Record extracts:
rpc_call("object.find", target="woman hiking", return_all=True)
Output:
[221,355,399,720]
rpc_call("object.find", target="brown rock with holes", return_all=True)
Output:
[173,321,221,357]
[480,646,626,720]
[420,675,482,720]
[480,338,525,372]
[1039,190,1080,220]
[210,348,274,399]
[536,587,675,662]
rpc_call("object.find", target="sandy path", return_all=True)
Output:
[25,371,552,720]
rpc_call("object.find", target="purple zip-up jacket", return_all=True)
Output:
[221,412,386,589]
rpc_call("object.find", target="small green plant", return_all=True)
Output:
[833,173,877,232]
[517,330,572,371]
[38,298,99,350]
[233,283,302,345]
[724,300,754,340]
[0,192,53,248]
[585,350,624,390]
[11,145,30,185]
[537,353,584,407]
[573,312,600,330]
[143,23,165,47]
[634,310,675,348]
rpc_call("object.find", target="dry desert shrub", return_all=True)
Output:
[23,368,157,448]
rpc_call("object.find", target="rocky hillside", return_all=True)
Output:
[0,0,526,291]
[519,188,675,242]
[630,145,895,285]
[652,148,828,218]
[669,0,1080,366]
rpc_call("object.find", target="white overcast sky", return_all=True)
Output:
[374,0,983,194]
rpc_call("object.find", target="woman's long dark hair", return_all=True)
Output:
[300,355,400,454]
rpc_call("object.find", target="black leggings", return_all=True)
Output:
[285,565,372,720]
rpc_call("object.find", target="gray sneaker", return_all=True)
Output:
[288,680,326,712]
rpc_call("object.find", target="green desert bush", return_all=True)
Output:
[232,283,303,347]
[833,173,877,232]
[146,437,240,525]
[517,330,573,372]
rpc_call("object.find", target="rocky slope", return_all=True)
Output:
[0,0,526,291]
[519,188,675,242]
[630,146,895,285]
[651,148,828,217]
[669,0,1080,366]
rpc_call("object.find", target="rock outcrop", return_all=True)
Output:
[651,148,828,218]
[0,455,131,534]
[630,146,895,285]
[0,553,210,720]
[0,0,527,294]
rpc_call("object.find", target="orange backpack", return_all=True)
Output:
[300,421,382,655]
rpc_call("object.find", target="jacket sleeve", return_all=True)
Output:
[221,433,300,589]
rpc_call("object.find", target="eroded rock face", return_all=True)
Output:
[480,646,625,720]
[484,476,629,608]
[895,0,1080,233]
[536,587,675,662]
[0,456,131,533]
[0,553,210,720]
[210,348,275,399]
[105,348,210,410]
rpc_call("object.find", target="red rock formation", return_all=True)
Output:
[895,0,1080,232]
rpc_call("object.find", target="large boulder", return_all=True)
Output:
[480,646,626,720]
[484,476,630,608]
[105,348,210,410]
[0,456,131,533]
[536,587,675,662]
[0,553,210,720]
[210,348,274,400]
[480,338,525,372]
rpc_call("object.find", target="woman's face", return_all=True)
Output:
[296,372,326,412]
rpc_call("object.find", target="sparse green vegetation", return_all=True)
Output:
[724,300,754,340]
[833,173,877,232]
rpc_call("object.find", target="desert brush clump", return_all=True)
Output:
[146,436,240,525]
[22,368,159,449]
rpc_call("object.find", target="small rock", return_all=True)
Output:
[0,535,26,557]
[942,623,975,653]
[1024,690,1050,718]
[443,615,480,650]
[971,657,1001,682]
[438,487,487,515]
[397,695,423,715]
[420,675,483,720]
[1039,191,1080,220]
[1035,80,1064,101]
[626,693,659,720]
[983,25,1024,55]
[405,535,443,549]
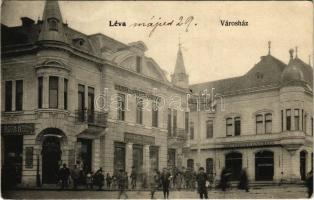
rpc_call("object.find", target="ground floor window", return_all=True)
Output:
[225,152,242,180]
[300,151,307,181]
[149,146,159,170]
[167,149,176,169]
[255,151,274,181]
[114,142,125,172]
[1,135,23,187]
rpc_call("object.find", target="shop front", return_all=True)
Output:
[1,123,35,187]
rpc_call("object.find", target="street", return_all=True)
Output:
[2,185,307,199]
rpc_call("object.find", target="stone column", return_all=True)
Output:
[11,81,15,111]
[92,138,100,172]
[58,77,64,109]
[287,150,300,182]
[43,75,49,108]
[143,145,150,174]
[125,143,133,174]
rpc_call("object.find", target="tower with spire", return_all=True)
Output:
[171,42,189,88]
[38,0,68,43]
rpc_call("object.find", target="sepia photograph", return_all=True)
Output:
[1,0,314,199]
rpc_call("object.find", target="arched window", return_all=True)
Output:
[48,18,58,31]
[265,113,272,133]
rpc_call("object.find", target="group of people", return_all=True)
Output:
[58,164,111,190]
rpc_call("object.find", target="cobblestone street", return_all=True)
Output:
[2,185,307,199]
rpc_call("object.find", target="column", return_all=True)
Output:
[43,75,49,108]
[12,80,16,111]
[125,143,133,174]
[143,145,150,174]
[58,77,64,109]
[92,138,100,171]
[287,150,300,182]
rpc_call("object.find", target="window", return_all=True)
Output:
[172,110,177,136]
[38,77,43,108]
[136,56,142,73]
[294,109,300,131]
[15,80,23,111]
[63,79,68,110]
[286,109,291,131]
[226,118,233,136]
[49,76,59,108]
[311,117,313,136]
[167,108,172,136]
[190,122,194,140]
[136,97,143,124]
[234,117,241,136]
[117,94,125,121]
[152,101,158,127]
[184,112,189,134]
[5,81,12,111]
[256,115,264,134]
[78,84,85,111]
[186,159,194,171]
[206,120,214,138]
[87,87,95,122]
[281,110,283,131]
[48,18,58,31]
[265,113,272,133]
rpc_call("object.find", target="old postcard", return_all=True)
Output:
[1,0,313,199]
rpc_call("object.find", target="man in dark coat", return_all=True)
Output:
[161,168,171,199]
[196,167,208,199]
[58,164,70,189]
[306,170,313,198]
[238,169,249,192]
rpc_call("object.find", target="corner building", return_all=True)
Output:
[184,49,313,182]
[1,1,188,186]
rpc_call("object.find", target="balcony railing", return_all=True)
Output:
[75,109,108,125]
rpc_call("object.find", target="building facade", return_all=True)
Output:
[1,1,188,186]
[184,50,313,182]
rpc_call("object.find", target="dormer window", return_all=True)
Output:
[48,18,59,31]
[73,38,85,46]
[255,72,264,79]
[136,56,142,73]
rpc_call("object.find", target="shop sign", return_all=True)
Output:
[114,85,160,101]
[1,123,35,135]
[223,141,275,148]
[124,133,155,145]
[25,147,34,168]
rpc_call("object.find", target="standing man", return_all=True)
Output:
[58,164,70,190]
[196,167,208,199]
[71,165,81,190]
[130,166,137,189]
[161,168,171,199]
[118,169,128,199]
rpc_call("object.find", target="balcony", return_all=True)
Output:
[75,109,108,126]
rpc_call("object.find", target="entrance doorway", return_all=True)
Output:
[2,135,23,188]
[255,151,274,181]
[42,136,61,184]
[77,138,92,174]
[300,151,307,181]
[225,152,242,181]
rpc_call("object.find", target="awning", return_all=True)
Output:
[77,126,106,139]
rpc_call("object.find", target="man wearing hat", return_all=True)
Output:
[196,167,208,199]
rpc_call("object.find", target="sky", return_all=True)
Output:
[1,1,313,84]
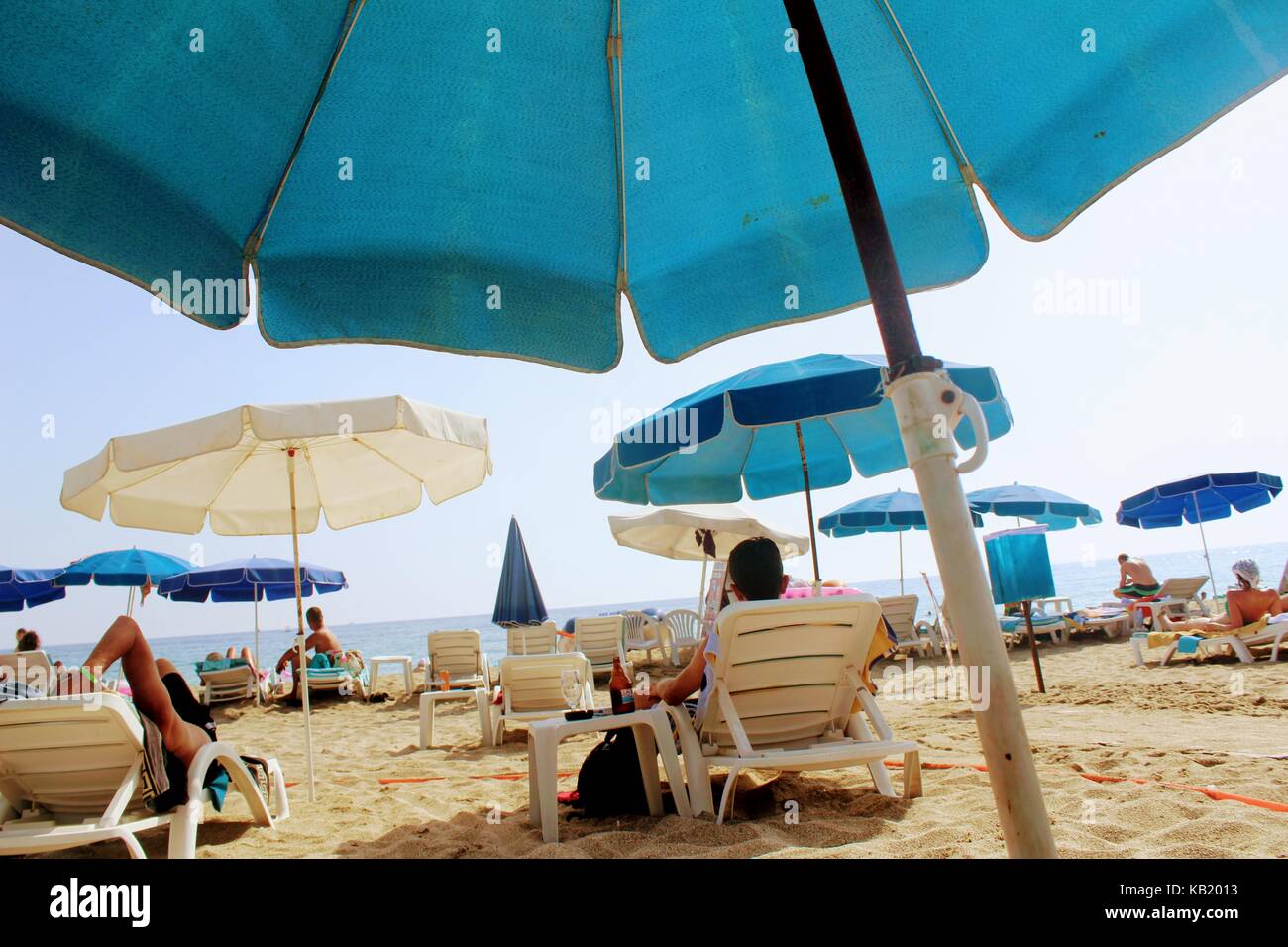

What is being asked: Can you reproduce every line of the records above verbatim, leaving out the pictures?

Response to this exercise:
rpc_call("object.find", target="woman hiking", return_all=True)
Output:
[221,355,399,720]
rpc_call("object.find", target="brown rock with holes", return_all=True)
Output:
[173,321,221,357]
[480,646,626,720]
[420,675,482,720]
[480,338,525,372]
[1039,190,1080,220]
[210,348,274,399]
[536,587,675,662]
rpc_call("object.find", target="sandy path", return_all=True)
Output:
[25,371,552,720]
rpc_call("object.find", target="purple zip-up jacket", return_all=True)
Output:
[221,412,386,589]
rpc_call("object.find", target="small green plant", return_all=True)
Output:
[833,173,877,232]
[517,330,572,371]
[38,298,99,350]
[233,283,302,345]
[724,300,754,340]
[0,192,53,248]
[585,350,624,390]
[11,145,30,185]
[537,353,584,407]
[573,312,600,330]
[143,23,165,47]
[634,310,675,348]
rpc_call("object.find", target="dry desert shrub", return_all=True)
Output:
[23,368,157,448]
rpc_call("object.find", target="rocky hillside", return_all=True)
Output:
[0,0,526,291]
[519,188,675,242]
[630,145,895,285]
[652,148,828,218]
[669,0,1080,366]
rpc_call("object.find", target="white overcast sky", return_all=True)
Output:
[374,0,983,194]
rpc_call("object.find", target="woman's long dark hair", return_all=True)
Output:
[300,355,400,454]
rpc_call("object.find", target="black leggings", return_all=True)
Output:
[285,565,372,720]
rpc_call("object.find", target="gray sneaker", return_all=True)
Output:
[288,680,326,712]
rpc_call("object.find", target="green desert bush", return_all=True)
Output:
[232,283,303,347]
[833,173,877,232]
[146,437,240,525]
[517,330,573,372]
rpc_call("object.find", target="rocky slope", return_all=True)
Output:
[0,0,526,291]
[519,188,675,242]
[630,146,895,285]
[651,148,828,217]
[669,0,1080,366]
rpc_call("object.find", target="rock outcrop", return_all=True)
Output:
[651,148,828,218]
[0,455,131,534]
[630,146,895,285]
[0,553,210,720]
[0,0,527,294]
rpc_call("object.find", target="orange backpack", return_all=True)
Output:
[300,421,382,655]
rpc_call("object.find", target="jacket sleeve", return_all=True)
Output:
[221,433,300,589]
rpc_call("object.find", target="eroded rock face", return_all=True)
Output:
[480,646,625,720]
[484,476,629,608]
[895,0,1080,233]
[536,587,675,662]
[0,456,131,533]
[0,553,210,720]
[210,348,275,399]
[105,348,210,410]
rpc_call("object.find", target="red rock formation", return_all=True)
Output:
[895,0,1080,232]
rpc_call("object.find", target="large boulder", return_all=True)
Output:
[480,646,626,720]
[484,476,630,608]
[105,348,210,410]
[0,456,131,533]
[536,587,675,662]
[0,553,210,720]
[210,348,274,400]
[480,338,525,372]
rpc_call("object.find", target="woman's face", return_all=True)
Output:
[296,372,326,412]
rpc_call("object.find", target="sparse green vegetation", return_all=True)
Output:
[724,300,754,340]
[833,173,877,232]
rpc_call("object.find", target="desert brush clump", return_all=True)
Output:
[146,436,240,525]
[22,368,159,449]
rpc_call("object.find", target="small rock", return_all=True)
Output:
[0,535,26,557]
[942,623,975,653]
[1024,690,1050,718]
[443,615,480,650]
[971,657,1001,682]
[438,487,487,515]
[397,695,423,715]
[420,675,483,720]
[1039,191,1080,220]
[1035,80,1064,101]
[626,693,659,720]
[983,25,1024,55]
[405,535,443,549]
rpc_call("object.find", target="ground floor window", return_all=True)
Output:
[225,152,242,180]
[300,151,307,181]
[149,146,159,170]
[167,149,176,169]
[255,151,274,181]
[114,142,125,172]
[1,135,23,187]
rpc_call("object.find", target="shop front", return_all=True)
Output:
[1,123,35,187]
rpc_call("object.find", target="street", return_all=True)
Output:
[2,185,307,199]
rpc_call("object.find", target="stone column", return_all=True)
Output:
[11,81,15,111]
[92,138,100,172]
[58,77,64,109]
[287,150,300,182]
[43,75,49,108]
[143,145,150,174]
[125,143,133,174]
rpc_call("object.find", target="tower with spire", return_all=True)
Output:
[171,42,189,88]
[38,0,68,43]
rpc_call("object.find", target="sepia photograph", return_all=True)
Output:
[1,0,314,199]
rpc_call("object.find", target="arched window", return_all=True)
Output:
[48,18,58,31]
[265,113,272,133]
rpc_call("object.find", target="group of people", return_all=True)
Output:
[58,164,111,190]
rpc_call("object.find", target="cobblestone street", return_all=True)
Output:
[2,185,307,199]
rpc_call("object.find", target="column", return_all=True)
Output:
[43,75,49,108]
[12,80,16,111]
[125,143,133,174]
[143,145,150,174]
[58,77,64,109]
[92,138,100,171]
[287,150,300,182]
rpc_call("object.find", target="window", return_all=True)
Output:
[172,110,177,136]
[38,77,43,108]
[136,56,142,73]
[294,109,300,131]
[15,80,23,111]
[63,79,68,110]
[286,109,291,131]
[226,118,233,136]
[49,76,59,108]
[311,117,313,136]
[167,108,172,136]
[190,122,194,140]
[136,97,143,124]
[234,117,241,136]
[117,94,125,121]
[152,101,158,127]
[184,112,189,134]
[5,81,12,111]
[256,115,264,134]
[78,84,85,111]
[186,159,194,171]
[206,120,214,138]
[87,87,95,122]
[281,110,283,131]
[48,18,58,31]
[265,113,272,133]
rpc_call("object.find", target="old postcard", return_all=True)
Output:
[1,0,313,199]
rpc_call("object.find", target="man in dark coat", return_all=True)
Output:
[161,168,171,199]
[196,167,208,199]
[58,164,70,189]
[306,170,313,198]
[238,169,249,192]
rpc_call("object.find", target="corner building", return_all=True)
Output:
[184,49,313,182]
[1,1,188,186]
rpc_call("object.find", target="balcony railing", return_all=True)
Output:
[75,109,108,125]
rpc_call("object.find", target="building facade", return_all=True)
Output:
[1,1,188,186]
[184,50,313,182]
rpc_call("object.find", target="dormer window", return_all=True)
Output:
[48,18,59,31]
[73,38,85,46]
[255,72,264,79]
[136,56,142,73]
rpc_call("object.find", target="shop sign", return_all=True)
Output:
[114,85,160,101]
[1,123,35,135]
[223,141,275,148]
[124,133,155,145]
[25,147,34,168]
rpc_call("object.find", target="standing man", return_all=True)
Output:
[58,164,70,190]
[196,167,208,199]
[71,165,81,190]
[130,166,137,189]
[161,168,171,199]
[118,169,128,199]
rpc_call("object.find", target="balcony", return_all=True)
Output:
[75,109,108,126]
rpc_call("object.find", target="entrance doorway", return_all=True)
Output:
[2,135,23,188]
[255,151,274,181]
[42,136,61,184]
[77,138,92,174]
[300,151,307,181]
[225,152,242,181]
rpc_call("object.find", target="awning", return_all=True)
Output:
[77,126,106,139]
rpc_call("object.find", target="man wearing hat", return_all=True)
Output:
[196,167,208,199]
rpc_call("object.find", target="sky", return_all=True)
Output:
[1,1,313,84]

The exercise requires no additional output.